* Extrait choisi:
----------------------------------------

Alexis Pelletier est né le 20 septembre 1964 à Paris. Il est professeur de lettres en Normandie. Entre 1992 et 1995, il a travaillé aux éditions Le Robert et il a rédigé les articles consacrés à la littérature française pour la refonte du Petit Robert des noms propres (1994) et  coordonné le Dictionnaire du xxe siècle, Littérature française et francophone (1995).  Il a été membre du comité de rédaction de la revue Polyphonies de 1989 à 1994 et fait maintenant partie, depuis 1999, du comité d'entretien de la revue Triages publiée par les éditions Tarabuste. Il est particulièrement intéressé par la musique et a participé au Festival Automne en Normandie (session 2006) pour les spectacles Résonances qui tentaient une rencontre entre la musique de Dominique Lemaître, les musiques de Debussy, Ravel, Stravinsky et Scelsi.
 
A propos d'une aquarelle de Gérald Kerguillec
 
ça me dit quelque chose...
 
Je ne l'ai pas sous les yeux pour écrire à son propos, et peu
importe, car elle n'est que souvenir recréée‚reprécisé ,image
mentale produite à partir d'une réalité dont on ne sait pas si
elle a disparue ou si elle a été rêvée.
En somme, quand on la regarde, on n'est plus sur de rien.
C'est peut-être un paradoxe : ni figuratif, ni abstrait, comme un
réel transformé, ou, au choix, un rêve photographié.
Moi, je "sais" que c'est un paysage de côte, l'hiver, au bord
de l'Atlantique, dans la Manche, sans doute, entre terre et eau,
entre ciel et mer, entre dune et prairie. Mais je sais aussi que
n'importe qui d'autre peut y voir autre chose et qu'il aura autant
raison.
Gérald lui-même pense qu'il s'agit de la Bretagne, c'est
dire ! Mais il n'en est pas certain non plus et c'est pour cela
qu'elle m'interesse. Elle m'oblige à une démarche, à produire
mon propre regard sur ce qui est une image, mais une image qui
me laisse la liberté de la terminer pour mon usage personnel.
Ce n'est pas du trompe l'oeil, ce n'est pas un abîme, mais on
s'y perd quand-même, sauf à s'y retrouver soi-même...
Exemple concret : on voit une perspective, presque une
troisième dimension, mais sans ligne de fuite. On ne comprend
pas comment ça peut se faire avec de vagues surfaces courbes
qui varient insensiblement du blanc laiteux au bleu de brume...
Au bout du compte, ce petit bout de papier taché est un
mystère. C'est inconnu, c'est même peut-être rien et pourtant,
ça me dit quelquechose. Comme un amnésique qui, se voyant
dans un miroir, dirait : "ce type me dit quelque chose".

----------------------------------------

* Lignes de données:
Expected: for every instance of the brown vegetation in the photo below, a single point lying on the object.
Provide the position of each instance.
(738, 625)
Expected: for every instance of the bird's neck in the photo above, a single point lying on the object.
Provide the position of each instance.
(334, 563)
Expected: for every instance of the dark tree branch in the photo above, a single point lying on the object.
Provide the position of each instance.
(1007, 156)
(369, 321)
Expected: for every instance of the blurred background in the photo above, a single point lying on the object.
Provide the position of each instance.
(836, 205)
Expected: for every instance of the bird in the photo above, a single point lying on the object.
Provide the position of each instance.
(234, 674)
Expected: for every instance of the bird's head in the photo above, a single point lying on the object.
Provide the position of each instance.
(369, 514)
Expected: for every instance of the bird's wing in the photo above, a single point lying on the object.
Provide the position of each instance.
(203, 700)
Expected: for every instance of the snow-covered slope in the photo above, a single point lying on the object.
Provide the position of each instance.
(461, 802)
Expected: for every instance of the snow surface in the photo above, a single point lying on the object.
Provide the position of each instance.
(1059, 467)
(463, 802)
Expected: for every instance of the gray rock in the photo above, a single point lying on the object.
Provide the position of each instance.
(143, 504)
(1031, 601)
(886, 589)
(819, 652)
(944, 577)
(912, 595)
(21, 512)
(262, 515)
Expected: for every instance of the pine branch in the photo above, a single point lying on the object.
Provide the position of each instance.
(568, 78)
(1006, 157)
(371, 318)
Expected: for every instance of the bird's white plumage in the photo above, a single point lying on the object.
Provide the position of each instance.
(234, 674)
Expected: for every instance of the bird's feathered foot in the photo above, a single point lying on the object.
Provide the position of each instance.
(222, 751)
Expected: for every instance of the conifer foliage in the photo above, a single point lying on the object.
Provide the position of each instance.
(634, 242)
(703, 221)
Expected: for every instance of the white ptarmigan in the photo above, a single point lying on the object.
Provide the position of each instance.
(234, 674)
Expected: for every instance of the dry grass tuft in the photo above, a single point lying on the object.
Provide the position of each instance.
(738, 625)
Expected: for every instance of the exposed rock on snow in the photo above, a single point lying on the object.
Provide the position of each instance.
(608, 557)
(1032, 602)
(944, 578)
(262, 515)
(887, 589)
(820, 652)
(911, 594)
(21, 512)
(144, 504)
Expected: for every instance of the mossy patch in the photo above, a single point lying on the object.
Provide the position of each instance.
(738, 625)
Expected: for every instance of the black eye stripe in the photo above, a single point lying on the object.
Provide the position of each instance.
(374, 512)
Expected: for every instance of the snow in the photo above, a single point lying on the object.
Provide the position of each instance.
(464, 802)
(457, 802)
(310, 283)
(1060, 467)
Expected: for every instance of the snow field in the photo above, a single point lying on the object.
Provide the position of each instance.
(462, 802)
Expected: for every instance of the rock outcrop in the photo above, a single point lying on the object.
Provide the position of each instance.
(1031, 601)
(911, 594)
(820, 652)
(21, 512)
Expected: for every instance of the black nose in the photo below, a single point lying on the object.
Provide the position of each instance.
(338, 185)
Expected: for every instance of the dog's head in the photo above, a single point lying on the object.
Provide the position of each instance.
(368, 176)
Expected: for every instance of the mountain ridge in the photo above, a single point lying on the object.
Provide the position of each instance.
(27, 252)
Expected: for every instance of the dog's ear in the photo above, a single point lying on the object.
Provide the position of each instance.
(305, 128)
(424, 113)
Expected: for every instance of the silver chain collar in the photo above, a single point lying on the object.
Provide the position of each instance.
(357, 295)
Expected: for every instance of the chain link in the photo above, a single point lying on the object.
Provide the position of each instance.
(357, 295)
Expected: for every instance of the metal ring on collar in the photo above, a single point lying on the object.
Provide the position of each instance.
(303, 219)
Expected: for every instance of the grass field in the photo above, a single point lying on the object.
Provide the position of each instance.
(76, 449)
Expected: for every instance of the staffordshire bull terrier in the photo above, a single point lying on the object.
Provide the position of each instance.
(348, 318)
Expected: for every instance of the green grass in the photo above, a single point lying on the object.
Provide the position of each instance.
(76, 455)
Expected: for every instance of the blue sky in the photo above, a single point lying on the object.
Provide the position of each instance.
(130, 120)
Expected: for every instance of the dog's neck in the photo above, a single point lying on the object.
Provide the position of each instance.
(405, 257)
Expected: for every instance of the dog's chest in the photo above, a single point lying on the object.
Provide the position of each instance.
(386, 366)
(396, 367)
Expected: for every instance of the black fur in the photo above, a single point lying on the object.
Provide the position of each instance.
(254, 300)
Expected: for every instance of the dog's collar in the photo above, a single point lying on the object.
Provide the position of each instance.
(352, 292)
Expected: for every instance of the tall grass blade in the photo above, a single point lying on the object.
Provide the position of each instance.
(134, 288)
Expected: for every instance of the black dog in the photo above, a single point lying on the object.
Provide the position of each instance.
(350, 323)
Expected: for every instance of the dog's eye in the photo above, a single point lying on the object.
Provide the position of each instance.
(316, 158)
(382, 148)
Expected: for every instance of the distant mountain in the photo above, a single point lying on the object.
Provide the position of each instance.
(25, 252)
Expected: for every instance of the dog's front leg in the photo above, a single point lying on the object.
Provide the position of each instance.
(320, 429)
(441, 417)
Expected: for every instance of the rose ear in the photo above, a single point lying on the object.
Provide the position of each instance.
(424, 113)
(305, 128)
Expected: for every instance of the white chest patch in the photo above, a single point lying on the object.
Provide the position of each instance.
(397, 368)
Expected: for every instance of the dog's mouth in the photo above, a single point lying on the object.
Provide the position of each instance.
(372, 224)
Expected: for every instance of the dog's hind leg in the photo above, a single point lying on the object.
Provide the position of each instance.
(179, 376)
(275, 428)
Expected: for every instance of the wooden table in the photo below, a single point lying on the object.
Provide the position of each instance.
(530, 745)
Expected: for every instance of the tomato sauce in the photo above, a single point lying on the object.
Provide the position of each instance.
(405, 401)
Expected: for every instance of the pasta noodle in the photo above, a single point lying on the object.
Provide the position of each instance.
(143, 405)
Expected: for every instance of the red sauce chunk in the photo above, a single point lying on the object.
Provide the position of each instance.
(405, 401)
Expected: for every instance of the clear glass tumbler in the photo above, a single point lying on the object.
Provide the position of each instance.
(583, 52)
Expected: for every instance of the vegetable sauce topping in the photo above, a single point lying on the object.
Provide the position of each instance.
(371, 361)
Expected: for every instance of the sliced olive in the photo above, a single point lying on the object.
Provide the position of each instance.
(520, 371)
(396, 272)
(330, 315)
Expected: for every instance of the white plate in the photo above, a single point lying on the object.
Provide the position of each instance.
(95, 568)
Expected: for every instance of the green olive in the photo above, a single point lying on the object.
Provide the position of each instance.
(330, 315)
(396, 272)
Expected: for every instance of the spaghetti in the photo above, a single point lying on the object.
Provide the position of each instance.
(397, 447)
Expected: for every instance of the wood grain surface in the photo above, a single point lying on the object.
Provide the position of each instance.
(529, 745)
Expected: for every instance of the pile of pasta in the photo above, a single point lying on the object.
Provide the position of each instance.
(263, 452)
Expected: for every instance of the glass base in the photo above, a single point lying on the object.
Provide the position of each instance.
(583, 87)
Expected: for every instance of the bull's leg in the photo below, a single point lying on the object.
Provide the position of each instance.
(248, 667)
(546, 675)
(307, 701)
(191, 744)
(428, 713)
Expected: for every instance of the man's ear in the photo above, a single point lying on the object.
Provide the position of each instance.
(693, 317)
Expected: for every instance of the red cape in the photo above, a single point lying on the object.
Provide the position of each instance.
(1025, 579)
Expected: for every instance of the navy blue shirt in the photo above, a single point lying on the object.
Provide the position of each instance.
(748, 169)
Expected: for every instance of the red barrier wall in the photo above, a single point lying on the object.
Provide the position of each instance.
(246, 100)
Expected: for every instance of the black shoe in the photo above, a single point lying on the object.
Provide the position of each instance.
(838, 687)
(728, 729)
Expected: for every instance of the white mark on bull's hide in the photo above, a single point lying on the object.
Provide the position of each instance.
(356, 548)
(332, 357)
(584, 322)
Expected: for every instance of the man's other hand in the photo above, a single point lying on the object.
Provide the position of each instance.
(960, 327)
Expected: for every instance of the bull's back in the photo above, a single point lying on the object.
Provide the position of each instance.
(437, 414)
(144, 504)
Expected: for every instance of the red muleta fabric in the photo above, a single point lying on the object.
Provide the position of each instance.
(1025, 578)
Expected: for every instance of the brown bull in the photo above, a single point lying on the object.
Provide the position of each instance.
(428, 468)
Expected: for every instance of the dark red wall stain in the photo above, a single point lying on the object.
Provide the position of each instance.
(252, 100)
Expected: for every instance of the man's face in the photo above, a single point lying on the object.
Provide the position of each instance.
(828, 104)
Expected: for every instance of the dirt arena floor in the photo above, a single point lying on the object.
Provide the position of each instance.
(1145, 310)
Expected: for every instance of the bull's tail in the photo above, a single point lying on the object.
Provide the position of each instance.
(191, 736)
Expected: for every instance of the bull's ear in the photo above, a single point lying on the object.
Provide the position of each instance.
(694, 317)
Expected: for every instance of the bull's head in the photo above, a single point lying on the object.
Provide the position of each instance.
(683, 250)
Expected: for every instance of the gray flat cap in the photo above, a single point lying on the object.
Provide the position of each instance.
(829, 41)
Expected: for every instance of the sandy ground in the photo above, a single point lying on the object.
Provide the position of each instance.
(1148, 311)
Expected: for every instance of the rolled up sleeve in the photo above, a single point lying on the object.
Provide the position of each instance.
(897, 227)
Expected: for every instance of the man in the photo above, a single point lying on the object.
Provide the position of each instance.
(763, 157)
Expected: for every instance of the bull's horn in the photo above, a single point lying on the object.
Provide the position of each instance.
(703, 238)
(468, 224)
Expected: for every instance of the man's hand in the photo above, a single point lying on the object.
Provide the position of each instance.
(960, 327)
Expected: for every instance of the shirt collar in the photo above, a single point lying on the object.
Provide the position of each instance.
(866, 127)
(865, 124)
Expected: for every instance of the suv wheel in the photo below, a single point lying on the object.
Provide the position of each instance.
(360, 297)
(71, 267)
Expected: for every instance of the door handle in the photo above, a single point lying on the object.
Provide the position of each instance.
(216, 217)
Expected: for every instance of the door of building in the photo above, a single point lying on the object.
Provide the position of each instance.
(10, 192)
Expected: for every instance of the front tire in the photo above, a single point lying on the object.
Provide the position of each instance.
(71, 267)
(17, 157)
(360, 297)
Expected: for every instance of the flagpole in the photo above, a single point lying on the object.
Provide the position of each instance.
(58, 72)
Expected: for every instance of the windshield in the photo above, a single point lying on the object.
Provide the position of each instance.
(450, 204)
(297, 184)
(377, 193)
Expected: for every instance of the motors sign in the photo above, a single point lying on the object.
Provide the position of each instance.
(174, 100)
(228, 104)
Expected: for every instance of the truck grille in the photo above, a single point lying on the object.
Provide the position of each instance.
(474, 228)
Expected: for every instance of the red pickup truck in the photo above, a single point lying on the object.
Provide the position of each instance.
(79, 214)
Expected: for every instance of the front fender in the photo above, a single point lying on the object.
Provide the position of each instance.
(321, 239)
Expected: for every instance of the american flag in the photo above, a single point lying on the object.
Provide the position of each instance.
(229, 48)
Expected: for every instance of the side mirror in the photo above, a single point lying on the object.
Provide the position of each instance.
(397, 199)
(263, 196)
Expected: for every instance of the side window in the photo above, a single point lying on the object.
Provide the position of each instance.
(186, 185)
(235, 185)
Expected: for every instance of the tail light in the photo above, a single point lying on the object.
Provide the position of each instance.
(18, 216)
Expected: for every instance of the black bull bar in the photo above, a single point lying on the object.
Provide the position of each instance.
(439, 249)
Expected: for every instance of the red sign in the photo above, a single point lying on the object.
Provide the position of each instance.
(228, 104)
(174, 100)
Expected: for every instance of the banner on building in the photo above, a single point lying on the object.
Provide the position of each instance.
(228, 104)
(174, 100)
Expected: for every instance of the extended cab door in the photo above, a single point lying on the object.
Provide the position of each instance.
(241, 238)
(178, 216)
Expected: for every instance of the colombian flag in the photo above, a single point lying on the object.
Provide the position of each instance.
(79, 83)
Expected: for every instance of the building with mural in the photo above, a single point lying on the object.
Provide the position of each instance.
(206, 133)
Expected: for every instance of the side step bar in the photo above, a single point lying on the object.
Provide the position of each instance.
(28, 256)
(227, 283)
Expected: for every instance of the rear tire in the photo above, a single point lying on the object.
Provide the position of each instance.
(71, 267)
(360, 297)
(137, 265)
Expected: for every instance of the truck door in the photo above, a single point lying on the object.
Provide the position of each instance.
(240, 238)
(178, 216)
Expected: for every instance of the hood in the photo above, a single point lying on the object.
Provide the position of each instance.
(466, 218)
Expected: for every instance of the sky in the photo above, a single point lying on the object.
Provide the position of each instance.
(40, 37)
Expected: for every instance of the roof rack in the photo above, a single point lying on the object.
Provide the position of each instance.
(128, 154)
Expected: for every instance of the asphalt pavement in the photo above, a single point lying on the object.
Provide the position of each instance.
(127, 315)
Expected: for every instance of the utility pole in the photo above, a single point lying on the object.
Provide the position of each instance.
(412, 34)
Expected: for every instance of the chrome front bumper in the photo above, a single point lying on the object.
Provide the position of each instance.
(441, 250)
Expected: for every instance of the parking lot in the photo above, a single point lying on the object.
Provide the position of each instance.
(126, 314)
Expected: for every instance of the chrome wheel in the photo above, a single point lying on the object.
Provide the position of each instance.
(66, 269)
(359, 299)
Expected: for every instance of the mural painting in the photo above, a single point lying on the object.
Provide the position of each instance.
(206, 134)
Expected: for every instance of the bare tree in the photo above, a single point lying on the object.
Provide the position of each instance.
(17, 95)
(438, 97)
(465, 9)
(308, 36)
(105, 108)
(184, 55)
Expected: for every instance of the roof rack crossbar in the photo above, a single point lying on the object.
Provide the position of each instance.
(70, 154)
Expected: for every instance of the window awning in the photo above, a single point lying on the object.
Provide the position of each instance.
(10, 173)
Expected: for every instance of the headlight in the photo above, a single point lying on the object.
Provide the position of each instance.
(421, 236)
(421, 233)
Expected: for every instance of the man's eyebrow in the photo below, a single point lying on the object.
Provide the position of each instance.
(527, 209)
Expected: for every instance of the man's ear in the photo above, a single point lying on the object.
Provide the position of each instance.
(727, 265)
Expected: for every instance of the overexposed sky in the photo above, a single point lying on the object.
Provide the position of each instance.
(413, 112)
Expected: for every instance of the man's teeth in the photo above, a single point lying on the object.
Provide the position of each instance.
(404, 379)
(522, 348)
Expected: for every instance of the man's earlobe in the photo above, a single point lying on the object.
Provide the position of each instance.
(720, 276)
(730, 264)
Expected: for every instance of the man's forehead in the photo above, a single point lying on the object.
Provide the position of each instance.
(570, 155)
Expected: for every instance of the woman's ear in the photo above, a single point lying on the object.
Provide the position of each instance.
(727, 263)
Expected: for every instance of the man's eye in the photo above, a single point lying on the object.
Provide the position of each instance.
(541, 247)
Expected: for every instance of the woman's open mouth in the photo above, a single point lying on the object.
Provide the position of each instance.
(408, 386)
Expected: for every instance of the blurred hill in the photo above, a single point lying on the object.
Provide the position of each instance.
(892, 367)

----------------------------------------

* Travail à faire:
1 > Recopiez l'extrait sur l'aquarelle en commençant par « ça me dit quelque chose... » et en poursuivant jusqu'à « a été rêvée. ».
2 > Prolongez l'extrait sur l'aquarelle au-delà de sa dernière phrase.
La liste n'a aucun rapport avec l'extrait sur l'aquarelle.

* Corrigé:
1 >
ça me dit quelque chose...
 
Je ne l'ai pas sous les yeux pour écrire à son propos, et peu
importe, car elle n'est que souvenir recréée‚reprécisé ,image
mentale produite à partir d'une réalité dont on ne sait pas si
elle a disparue ou si elle a été rêvée.

2 >
Cette aquarelle me dit quelque chose...
                                                         Jean-Luc Varin
de Jean Luc Varin
Jean Luc Varin est éditeur aux éditions "la traverse".
Un peu d’encre, un peu d’eau,
pour Gérald Kerguillec.
 
1.
Littré consacre un maigre article à l’aquarelle, qu’il clôt avec une phrase condescendante : « L’aquarelle est assez en usage pour peindre des fleurs, des oiseaux, de petits paysages. » Si l’on sait lire entre les mots de sa définition, on comprend que l’aquarelle n’est pas sérieuse ; pour ainsi dire, elle est réservée aux femmes. Et le Grand Dictionnaire Universel de Pierre Larousse ne vaut guère mieux, l’article consacré à l’aquarelle soulignant : « L’effet manque toujours d’énergie, la perspective de transparence, les premiers plans de solidité, les derniers plans de moelleux, et le coup de soleil, si cher aux paysagistes, y devient presque impossible. Les couleurs à l’eau ne supportent pas toutes le mélange ; elles se dérobent pour la plupart à ces alliages heureux qui, dans la peinture à l’huile, amènent ces tons transparents et lumineux dont Ruysdael et Hobbema avaient le secret ; elles ne peuvent être que difficilement reprises et ramenées au diapason de l’harmonie générale. Ce qui leur manque en vigueur et en brillant, les aquarellistes y suppléent par des tons forcés ; pour atteindre à un certain effet, ils sont obligés d’exagérer l’intensité de la couleur et de monter la gamme à l’aigu. De là ce reproche très-fondé que l’on adresse au coloris des aquarellistes, d’être faux et tout à fait conventionnel. »
Tu l’auras compris, le regard que nous portons sur l’aquarelle pourrait bien être assez paradoxal et même s’il a un peu évolué depuis ce trop sérieux dix-neuvième siècle, il n’est pas impossible qu’encore maintenant un artiste utilisant cette technique se confronte, dans un endroit reculé de la conscience collective, à cet a priori négatif. Évidemment, le geste de Gérald ne se limite pas à cette confrontation ; elle pourrait même être marginale dans son travail. Elle est toutefois une entrée que je te propose, une ouverture en somme.
 
2.
Quand je cherche un mot pour qualifier le travail de Gérald Kerguillec – j’ai du mal à voir sans mot et cet aveu lyrique n’est pas, tu le sais, sans entraîner de multiples rebondissements  , je crois ne pouvoir trouver que le mot Passage.
Avec une strophe de Pessoa, extraite d’une « ode sensationniste », Le Passage des heures, et dont les derniers vers me semblent presque une respiration des aquarelles qu’ils nous invitent à voir. Une strophe que je voudrais lire pour toi.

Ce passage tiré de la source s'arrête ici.